◆ **Exercise set**:
[1] The discussion names three things that both reactions can be used for. List all three.
[2] In one to three sentences, explain why one reply in the discussion disputes the claim that "it was the Swiss."
[3] From the discussion, reproduce the passage starting with "Actually, it was" and going on through "in physics today.".

◆ **Text segment**:
Actually, it was the Swiss…

Well it is located in Switzerland, but according to wikipedia (could easily be wrong lol) the people working on it and funding it are from all over.

We talked about this in physics today.

My teacher said that basically, they’re doing the exact opposite thing of an atomic bomb. Instead of splitting two atoms, they’re combing two with a large force and see what type of junk it comes up with.

The chance of everybody exploding is very, very minimal and they’re looking for whatever they could find for evidence of the big bang theory. He said they could find anything from dark matter, tiny black holes, and other things. And if black holes are created they would be microscopic and would only last a millisecond before disappearing .

And, the other possibility is that just nothing would happen…

not the opposite of an atomic bomb: they’re doing the opposite of fission (splitting a particle into pieces), which is fusion (throwing particles against each other until they split and their pieces recombine to form different kinds of particles). both reactions can be used in the craft of bombs, the generation of energy, and scientific experimentation.

◆ **Listed records**:
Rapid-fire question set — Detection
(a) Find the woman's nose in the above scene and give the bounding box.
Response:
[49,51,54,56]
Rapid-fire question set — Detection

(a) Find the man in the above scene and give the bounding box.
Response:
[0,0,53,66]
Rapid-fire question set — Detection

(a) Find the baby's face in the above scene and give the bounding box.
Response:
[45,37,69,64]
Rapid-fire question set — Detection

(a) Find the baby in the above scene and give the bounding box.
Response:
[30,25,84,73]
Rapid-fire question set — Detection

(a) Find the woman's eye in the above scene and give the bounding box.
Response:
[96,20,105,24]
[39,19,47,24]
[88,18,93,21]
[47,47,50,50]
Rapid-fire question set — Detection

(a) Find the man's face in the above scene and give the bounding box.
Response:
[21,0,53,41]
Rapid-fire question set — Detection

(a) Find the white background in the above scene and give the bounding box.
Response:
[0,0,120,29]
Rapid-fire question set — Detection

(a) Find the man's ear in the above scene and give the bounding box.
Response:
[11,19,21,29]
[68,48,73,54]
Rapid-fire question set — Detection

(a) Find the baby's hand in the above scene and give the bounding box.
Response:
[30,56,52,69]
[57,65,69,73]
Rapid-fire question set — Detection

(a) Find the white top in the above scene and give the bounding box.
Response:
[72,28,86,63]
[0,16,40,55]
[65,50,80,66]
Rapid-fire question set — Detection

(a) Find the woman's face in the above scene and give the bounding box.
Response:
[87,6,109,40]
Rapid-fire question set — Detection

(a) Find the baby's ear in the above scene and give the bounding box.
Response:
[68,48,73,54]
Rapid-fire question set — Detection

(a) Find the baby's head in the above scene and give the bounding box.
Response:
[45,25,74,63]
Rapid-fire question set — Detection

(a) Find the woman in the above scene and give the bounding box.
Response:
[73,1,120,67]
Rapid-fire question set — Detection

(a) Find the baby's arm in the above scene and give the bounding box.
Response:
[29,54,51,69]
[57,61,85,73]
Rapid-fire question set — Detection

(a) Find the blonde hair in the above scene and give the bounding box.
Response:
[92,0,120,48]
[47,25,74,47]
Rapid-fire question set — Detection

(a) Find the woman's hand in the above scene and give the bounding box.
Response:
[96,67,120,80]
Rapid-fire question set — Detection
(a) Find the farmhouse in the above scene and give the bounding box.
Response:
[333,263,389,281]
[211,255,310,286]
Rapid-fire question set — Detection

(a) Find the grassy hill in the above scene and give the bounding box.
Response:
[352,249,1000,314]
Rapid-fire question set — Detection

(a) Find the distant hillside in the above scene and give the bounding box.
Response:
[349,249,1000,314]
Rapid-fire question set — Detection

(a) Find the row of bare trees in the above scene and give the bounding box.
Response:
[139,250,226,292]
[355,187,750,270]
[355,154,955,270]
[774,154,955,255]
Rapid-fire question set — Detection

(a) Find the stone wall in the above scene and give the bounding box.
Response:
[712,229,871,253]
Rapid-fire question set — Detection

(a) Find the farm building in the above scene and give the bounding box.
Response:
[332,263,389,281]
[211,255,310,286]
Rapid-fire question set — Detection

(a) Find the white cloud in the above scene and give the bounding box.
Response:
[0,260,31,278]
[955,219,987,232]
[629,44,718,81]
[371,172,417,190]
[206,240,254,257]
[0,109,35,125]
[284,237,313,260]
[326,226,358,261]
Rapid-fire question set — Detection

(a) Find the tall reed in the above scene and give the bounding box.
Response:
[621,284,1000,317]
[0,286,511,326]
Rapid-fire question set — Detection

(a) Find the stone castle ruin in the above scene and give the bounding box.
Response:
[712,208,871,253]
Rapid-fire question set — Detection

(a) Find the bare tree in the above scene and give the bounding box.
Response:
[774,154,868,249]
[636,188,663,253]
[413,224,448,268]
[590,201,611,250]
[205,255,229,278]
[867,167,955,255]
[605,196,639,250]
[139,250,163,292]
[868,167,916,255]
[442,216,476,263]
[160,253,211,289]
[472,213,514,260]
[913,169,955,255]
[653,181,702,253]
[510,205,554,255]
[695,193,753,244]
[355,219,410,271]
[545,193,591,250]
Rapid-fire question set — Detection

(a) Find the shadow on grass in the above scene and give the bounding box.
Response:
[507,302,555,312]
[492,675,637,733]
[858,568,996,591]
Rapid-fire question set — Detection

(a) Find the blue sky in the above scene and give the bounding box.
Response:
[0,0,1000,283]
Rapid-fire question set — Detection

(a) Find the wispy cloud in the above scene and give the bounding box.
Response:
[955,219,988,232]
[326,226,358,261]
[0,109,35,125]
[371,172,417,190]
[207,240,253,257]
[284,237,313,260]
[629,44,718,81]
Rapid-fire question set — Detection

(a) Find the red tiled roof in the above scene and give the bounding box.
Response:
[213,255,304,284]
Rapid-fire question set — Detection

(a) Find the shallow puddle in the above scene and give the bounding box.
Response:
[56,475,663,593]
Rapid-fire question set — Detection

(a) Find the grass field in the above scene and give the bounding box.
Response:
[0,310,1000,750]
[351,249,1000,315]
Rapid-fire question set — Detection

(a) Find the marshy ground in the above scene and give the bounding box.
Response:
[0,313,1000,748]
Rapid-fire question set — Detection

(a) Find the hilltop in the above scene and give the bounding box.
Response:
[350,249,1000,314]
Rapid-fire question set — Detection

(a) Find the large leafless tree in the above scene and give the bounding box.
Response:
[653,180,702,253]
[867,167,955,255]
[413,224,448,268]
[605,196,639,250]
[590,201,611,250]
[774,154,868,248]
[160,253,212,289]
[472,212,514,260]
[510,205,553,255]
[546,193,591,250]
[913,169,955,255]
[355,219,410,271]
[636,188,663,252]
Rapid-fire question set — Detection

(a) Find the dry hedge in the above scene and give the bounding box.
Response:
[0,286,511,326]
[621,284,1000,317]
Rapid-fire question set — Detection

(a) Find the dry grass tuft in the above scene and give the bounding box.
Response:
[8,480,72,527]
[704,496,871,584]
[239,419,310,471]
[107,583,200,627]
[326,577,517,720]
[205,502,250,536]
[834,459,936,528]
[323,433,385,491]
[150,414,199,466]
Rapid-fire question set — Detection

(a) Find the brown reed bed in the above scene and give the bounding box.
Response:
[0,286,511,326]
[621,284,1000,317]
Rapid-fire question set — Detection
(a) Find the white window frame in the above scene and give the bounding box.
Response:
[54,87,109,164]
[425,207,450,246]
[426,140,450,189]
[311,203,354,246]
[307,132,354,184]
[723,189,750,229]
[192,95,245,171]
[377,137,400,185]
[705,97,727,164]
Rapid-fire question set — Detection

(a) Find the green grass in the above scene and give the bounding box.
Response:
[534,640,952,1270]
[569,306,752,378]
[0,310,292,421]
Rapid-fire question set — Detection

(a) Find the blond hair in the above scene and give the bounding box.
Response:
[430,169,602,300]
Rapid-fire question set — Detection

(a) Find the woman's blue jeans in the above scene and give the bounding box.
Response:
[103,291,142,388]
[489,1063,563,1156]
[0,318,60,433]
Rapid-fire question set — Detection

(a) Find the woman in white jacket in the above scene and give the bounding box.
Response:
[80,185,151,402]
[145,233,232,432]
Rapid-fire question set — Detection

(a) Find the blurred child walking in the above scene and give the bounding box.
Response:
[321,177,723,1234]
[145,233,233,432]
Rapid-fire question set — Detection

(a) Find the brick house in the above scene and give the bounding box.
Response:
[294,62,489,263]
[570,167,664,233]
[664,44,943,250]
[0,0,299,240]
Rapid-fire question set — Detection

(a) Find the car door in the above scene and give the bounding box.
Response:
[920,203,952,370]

◆ **Answers per task**:
[1]
- the craft of bombs
- the generation of energy
- scientific experimentation

[2] The project is located in Switzerland, but the reply cites Wikipedia as saying that the people working on it and funding it come from all over.

[3]
Actually, it was the Swiss…

Well it is located in Switzerland, but according to wikipedia (could easily be wrong lol) the people working on it and funding it are from all over.

We talked about this in physics today.